## BEGIN
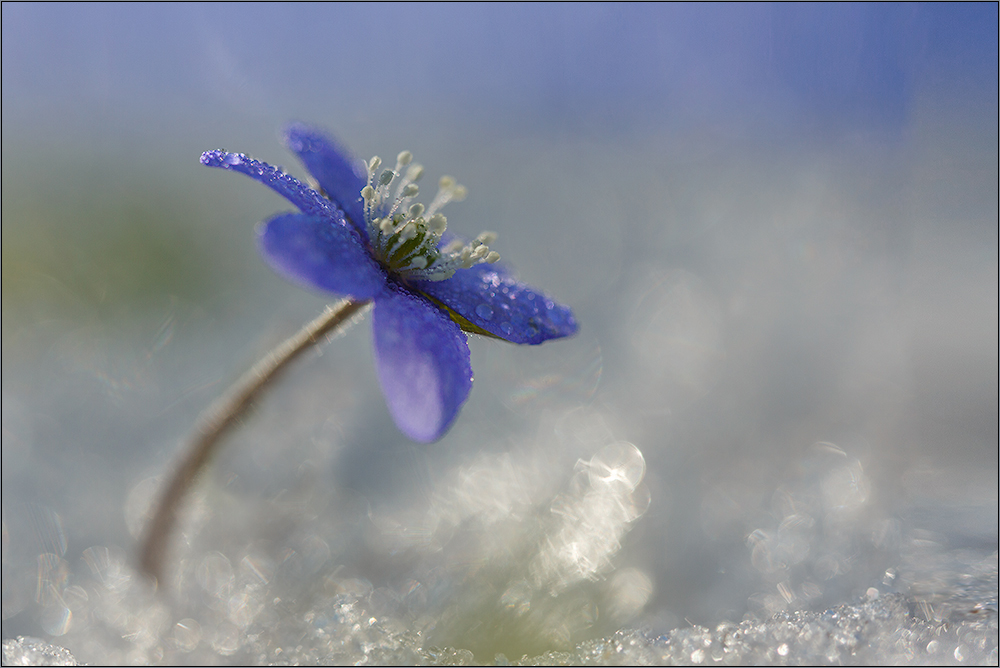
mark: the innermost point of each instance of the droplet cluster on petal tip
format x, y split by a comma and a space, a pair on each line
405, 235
## END
## BEGIN
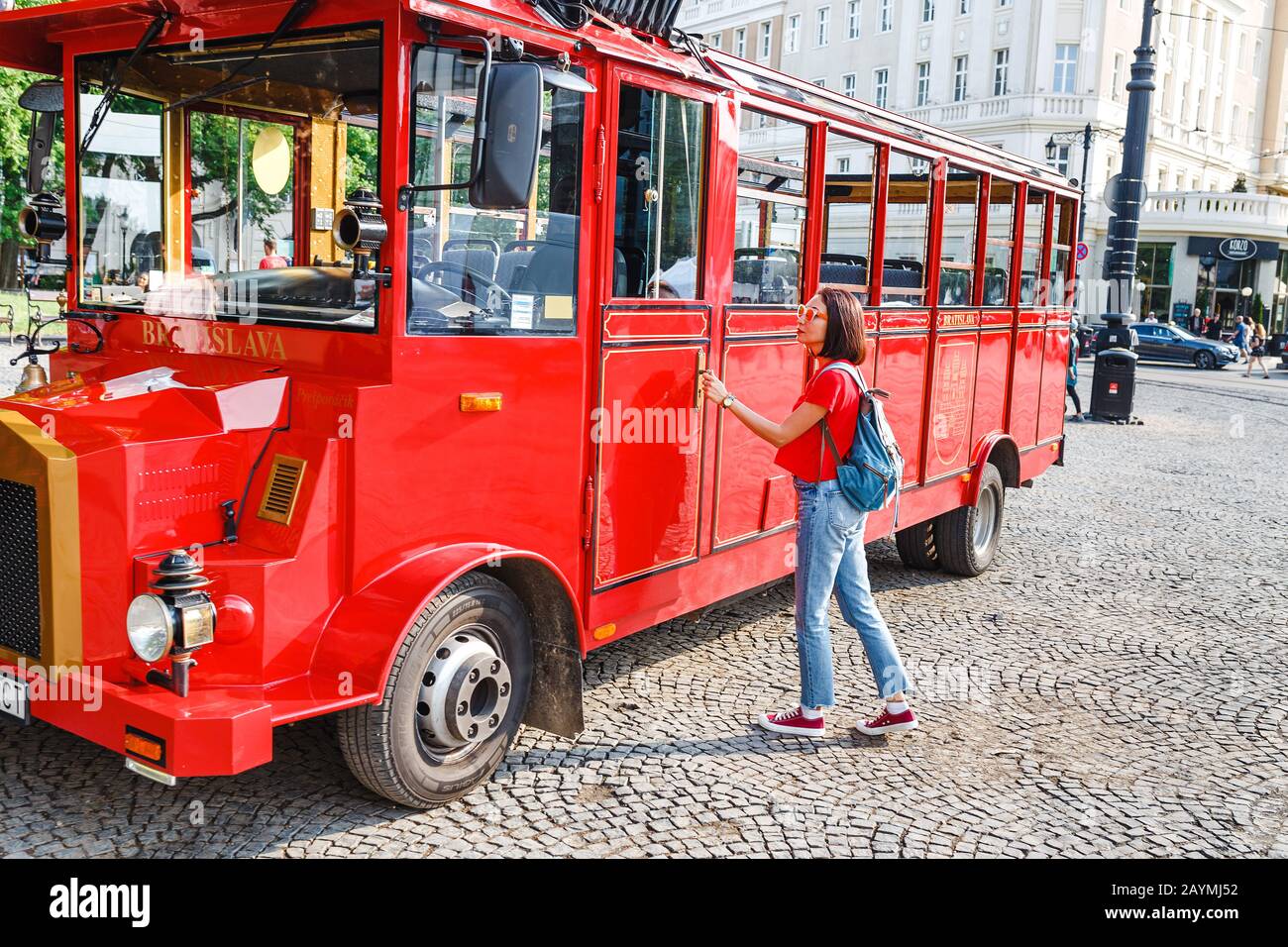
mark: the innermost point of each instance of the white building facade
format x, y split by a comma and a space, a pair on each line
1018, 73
## END
**Exercise:** List every line in the rows above that contains the string "mark", copying each line in full.

**Result for this task:**
mark: the innermost point of each instance of the droplet cluster on petal tip
mark: the innermost point of each instance of the white building facade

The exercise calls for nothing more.